(Stored data entries)

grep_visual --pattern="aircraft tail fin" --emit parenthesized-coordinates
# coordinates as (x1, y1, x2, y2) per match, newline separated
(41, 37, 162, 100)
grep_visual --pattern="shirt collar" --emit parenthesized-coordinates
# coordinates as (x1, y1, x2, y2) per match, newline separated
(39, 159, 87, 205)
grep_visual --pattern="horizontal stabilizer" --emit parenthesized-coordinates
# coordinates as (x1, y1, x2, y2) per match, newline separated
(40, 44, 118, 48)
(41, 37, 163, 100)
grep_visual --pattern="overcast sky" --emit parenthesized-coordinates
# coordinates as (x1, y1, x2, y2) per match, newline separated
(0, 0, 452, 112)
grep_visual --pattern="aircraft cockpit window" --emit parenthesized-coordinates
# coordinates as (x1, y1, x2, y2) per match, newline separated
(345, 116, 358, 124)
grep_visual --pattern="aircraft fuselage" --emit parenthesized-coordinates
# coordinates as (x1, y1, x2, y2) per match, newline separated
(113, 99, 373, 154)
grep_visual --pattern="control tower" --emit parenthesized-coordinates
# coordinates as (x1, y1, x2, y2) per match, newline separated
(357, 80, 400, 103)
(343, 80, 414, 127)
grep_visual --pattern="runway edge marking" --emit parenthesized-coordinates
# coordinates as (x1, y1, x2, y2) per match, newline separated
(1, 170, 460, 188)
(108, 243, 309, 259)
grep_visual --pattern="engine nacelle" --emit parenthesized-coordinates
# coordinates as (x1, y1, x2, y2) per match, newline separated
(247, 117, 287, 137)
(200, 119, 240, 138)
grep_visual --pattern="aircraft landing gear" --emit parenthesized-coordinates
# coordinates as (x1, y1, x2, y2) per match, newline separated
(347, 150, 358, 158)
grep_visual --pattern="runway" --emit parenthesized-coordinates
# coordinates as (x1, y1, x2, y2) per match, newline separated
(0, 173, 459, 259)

...

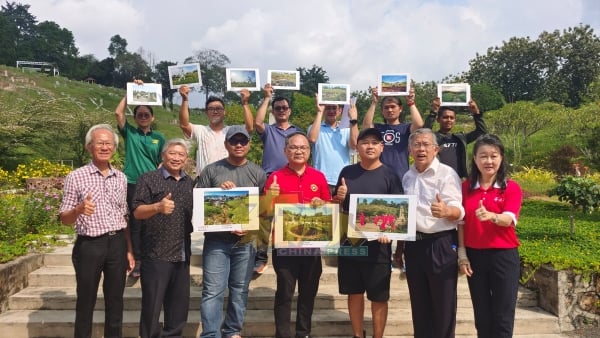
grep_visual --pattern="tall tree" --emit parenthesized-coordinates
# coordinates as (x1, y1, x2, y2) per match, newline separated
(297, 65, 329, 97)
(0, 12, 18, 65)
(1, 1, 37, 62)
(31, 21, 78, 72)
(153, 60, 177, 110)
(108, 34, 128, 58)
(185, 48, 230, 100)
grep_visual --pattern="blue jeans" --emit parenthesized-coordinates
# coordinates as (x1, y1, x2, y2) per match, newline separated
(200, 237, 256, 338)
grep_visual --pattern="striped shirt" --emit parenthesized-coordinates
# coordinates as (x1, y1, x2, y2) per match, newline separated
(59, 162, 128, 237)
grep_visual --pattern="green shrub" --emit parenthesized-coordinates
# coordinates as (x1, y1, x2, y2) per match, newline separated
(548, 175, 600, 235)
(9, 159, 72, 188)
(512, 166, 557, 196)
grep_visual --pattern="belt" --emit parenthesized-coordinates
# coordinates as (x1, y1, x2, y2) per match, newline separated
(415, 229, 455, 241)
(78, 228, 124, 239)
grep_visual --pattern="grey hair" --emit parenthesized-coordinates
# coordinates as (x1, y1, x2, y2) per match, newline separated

==

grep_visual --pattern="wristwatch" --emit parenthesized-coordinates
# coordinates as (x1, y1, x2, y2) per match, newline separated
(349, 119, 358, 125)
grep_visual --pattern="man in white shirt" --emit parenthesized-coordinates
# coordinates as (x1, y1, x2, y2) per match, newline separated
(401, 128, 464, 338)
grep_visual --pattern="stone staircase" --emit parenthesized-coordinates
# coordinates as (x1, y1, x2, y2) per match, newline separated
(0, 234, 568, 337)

- **Your objective**:
Copy out every line above where "runway" is present.

- **Task output**:
grep_visual --pattern="runway edge marking" --emit parenthesized-coordinates
grep_visual --pattern="runway" --emit parenthesized-coordinates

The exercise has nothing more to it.